**Short task:**
Copy the lines below without any change, starting with the first line and ending with the line that contains "column 1198, row 253". Include both of those lines.

**Material to process:**

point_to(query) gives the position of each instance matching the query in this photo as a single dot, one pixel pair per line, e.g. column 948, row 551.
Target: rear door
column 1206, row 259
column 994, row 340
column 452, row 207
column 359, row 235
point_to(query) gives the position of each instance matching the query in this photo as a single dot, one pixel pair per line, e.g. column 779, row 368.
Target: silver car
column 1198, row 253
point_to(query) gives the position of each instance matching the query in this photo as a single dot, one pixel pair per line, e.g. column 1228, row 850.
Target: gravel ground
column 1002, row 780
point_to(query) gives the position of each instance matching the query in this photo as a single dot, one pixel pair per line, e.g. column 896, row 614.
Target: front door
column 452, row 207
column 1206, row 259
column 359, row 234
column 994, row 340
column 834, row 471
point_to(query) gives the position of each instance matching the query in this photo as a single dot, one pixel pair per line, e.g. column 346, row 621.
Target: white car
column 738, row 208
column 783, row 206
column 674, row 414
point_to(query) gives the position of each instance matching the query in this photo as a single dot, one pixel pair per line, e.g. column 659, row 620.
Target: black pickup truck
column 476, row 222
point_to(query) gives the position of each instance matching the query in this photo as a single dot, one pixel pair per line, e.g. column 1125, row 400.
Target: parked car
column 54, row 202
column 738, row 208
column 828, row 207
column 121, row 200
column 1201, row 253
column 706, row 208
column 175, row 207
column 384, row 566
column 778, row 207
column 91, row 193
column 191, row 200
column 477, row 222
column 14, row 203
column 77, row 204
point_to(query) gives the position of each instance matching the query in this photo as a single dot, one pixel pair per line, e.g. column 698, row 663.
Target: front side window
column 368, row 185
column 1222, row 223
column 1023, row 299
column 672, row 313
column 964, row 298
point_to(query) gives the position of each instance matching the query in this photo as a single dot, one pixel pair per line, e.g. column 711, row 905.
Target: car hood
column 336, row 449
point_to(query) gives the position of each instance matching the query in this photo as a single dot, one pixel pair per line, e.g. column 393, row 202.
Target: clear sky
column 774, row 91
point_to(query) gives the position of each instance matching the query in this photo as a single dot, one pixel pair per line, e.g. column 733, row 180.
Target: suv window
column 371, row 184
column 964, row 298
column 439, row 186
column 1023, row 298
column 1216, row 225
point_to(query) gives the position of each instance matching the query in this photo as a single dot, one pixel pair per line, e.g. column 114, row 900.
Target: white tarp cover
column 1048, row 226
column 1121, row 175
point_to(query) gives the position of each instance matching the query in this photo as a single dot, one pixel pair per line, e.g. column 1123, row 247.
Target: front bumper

**Worked answer:**
point_to(query) gives the position of each instance matching the query in this photo as a single dot, one pixel pair per line, e.g. column 948, row 551.
Target: rear door
column 1206, row 259
column 994, row 340
column 452, row 207
column 359, row 235
point_to(query) gives the position of each instance matching the query in this photo as a single dot, one pixel pair per line, e.g. column 779, row 368.
Target: silver car
column 1198, row 253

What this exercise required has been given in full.